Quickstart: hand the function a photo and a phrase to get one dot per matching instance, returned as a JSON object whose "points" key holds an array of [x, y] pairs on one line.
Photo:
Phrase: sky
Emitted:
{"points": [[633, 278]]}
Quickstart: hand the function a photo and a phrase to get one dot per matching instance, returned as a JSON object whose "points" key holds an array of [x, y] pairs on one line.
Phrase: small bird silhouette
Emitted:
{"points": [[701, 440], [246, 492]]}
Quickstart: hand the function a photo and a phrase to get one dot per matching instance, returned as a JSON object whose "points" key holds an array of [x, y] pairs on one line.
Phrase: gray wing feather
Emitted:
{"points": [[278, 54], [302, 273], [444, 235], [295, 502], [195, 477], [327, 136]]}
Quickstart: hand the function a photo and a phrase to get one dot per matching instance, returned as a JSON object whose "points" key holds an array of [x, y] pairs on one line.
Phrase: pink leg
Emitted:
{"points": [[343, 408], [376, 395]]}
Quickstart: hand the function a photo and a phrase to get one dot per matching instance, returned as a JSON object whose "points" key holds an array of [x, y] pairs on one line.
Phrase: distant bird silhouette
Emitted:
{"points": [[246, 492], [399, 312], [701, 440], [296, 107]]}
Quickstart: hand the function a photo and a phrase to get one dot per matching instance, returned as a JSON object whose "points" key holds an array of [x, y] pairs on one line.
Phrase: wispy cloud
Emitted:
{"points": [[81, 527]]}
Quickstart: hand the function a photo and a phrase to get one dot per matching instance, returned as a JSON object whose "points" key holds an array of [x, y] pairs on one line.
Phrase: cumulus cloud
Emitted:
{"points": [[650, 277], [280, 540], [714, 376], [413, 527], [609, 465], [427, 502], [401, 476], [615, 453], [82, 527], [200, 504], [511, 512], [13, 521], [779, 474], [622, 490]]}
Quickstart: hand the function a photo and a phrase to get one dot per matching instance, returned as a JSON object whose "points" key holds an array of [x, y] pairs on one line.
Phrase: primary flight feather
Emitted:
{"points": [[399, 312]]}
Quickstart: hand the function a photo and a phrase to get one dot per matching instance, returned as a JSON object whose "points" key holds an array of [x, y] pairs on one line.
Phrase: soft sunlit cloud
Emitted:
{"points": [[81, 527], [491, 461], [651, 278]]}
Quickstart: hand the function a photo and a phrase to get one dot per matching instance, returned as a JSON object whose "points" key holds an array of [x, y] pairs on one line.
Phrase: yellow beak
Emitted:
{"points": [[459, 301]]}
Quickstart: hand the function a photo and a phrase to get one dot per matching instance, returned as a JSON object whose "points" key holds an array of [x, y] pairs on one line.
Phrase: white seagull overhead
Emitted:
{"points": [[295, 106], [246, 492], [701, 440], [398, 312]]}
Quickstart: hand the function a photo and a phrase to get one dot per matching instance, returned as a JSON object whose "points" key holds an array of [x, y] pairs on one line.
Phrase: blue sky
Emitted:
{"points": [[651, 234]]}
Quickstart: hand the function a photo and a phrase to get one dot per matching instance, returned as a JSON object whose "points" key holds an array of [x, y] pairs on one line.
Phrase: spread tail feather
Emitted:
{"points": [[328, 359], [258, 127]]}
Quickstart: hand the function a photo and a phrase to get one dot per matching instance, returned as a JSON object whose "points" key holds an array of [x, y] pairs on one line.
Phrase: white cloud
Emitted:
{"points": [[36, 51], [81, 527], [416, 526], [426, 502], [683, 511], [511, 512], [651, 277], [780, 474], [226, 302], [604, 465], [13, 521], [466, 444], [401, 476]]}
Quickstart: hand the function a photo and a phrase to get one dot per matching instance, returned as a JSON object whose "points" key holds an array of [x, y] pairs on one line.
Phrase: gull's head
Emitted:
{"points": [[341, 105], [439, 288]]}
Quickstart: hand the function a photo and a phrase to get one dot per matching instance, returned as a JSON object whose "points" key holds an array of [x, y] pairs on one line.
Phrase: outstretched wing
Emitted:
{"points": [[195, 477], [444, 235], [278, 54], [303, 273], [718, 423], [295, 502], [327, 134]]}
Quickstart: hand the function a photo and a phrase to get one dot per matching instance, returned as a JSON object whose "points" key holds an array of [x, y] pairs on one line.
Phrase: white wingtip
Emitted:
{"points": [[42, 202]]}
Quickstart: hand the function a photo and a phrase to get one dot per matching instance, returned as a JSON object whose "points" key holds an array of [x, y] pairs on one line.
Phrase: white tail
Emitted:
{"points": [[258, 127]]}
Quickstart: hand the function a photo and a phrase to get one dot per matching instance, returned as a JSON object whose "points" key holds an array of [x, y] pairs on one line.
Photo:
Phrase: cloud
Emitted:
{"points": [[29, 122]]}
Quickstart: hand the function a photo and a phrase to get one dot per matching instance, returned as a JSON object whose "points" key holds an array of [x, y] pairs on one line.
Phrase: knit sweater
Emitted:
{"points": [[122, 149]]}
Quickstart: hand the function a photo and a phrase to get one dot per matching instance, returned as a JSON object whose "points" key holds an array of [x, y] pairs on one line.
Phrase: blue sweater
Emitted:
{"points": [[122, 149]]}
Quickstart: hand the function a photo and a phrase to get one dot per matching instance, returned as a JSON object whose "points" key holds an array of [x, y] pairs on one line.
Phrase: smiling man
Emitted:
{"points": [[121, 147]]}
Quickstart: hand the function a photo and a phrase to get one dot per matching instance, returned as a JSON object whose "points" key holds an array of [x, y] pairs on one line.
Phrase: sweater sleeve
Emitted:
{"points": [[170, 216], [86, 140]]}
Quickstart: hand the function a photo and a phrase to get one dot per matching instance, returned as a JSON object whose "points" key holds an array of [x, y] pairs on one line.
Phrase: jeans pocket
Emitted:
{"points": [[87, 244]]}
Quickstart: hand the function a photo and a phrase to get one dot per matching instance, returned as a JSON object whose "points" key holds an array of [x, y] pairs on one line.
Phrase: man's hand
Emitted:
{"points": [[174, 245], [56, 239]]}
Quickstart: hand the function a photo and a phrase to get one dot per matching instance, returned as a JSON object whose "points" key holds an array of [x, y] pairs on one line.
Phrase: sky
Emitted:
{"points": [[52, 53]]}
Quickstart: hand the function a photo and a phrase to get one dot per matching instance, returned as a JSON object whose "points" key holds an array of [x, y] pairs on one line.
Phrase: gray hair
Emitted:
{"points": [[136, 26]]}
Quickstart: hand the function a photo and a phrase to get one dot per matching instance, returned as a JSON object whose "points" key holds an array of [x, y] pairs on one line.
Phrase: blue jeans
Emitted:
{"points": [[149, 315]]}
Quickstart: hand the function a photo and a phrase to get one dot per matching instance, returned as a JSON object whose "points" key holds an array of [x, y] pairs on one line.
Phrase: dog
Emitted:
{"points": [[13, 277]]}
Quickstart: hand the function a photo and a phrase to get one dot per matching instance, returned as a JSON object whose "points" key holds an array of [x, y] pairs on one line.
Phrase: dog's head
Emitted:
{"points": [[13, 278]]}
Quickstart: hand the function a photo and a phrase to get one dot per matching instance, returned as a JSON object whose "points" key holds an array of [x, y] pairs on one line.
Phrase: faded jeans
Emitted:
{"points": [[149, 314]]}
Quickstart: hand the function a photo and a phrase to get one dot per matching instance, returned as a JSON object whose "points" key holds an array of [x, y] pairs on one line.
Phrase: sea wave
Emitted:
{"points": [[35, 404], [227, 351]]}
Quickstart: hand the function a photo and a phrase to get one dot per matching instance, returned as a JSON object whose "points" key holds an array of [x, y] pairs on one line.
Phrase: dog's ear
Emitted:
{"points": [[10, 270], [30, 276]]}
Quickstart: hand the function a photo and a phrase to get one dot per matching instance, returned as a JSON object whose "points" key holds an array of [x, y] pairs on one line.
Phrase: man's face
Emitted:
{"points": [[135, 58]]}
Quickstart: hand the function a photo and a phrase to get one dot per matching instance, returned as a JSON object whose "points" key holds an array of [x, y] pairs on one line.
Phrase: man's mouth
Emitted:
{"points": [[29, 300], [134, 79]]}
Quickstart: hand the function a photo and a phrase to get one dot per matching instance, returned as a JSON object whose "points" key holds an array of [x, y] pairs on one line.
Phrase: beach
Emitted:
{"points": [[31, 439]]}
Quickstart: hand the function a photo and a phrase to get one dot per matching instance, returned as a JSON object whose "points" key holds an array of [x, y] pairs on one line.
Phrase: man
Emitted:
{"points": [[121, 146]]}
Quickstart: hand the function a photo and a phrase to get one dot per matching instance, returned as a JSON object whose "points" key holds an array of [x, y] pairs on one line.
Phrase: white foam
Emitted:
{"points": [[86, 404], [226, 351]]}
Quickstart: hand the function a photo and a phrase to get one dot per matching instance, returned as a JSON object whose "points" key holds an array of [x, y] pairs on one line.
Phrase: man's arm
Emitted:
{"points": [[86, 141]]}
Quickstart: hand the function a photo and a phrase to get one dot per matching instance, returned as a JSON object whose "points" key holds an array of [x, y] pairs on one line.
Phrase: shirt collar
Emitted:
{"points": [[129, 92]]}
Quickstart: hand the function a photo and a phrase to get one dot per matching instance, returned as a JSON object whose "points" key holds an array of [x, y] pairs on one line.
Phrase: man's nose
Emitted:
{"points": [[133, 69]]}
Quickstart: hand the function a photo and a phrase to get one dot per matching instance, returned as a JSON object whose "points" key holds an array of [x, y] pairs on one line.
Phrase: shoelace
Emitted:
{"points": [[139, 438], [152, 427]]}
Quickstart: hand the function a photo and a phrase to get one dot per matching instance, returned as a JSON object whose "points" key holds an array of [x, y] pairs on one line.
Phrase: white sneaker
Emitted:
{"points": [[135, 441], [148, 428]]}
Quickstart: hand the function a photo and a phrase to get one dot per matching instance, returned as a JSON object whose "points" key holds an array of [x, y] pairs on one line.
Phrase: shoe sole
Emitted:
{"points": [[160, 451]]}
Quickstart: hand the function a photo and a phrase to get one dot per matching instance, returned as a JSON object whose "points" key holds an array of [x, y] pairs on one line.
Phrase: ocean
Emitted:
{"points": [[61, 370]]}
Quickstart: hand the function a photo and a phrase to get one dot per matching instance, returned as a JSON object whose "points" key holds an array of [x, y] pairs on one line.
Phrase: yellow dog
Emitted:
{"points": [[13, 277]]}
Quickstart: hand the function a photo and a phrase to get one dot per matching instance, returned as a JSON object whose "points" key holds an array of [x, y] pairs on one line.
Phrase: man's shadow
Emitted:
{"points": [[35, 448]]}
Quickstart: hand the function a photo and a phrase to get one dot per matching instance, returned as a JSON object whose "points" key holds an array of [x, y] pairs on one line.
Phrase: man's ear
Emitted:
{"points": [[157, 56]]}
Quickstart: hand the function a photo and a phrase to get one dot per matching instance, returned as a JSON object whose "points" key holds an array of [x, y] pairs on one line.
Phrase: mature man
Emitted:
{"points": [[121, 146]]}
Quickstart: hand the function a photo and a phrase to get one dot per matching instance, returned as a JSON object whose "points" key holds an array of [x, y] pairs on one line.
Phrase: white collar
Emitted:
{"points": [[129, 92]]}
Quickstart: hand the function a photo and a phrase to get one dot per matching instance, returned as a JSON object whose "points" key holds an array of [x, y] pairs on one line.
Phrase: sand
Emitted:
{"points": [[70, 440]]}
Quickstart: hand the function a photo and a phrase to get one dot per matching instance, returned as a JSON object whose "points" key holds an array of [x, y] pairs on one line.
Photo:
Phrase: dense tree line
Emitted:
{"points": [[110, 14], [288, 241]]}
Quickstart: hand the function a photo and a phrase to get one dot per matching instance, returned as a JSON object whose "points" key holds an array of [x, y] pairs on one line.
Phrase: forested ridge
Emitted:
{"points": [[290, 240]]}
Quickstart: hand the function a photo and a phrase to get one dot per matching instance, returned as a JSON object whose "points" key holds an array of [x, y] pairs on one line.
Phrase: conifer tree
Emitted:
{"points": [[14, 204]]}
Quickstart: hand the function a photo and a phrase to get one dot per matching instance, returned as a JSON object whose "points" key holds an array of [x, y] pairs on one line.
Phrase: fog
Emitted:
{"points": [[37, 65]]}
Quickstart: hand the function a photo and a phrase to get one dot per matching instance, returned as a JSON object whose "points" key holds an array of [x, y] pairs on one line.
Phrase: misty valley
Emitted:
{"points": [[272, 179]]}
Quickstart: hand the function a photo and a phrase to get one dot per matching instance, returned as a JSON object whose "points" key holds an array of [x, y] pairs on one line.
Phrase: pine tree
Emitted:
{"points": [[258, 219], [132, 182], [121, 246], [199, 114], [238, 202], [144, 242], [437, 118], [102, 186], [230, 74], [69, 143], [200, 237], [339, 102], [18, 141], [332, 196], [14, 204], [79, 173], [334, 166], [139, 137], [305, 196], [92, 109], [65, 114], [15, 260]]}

======

> _WRITTEN TASK_
Which lines in the records above contain the string "tail"? Pull out each of those lines, treating uppercase and lowercase as different.

> _RESULT OF THIS EXERCISE_
Phrase: spread tail feather
Phrase: white tail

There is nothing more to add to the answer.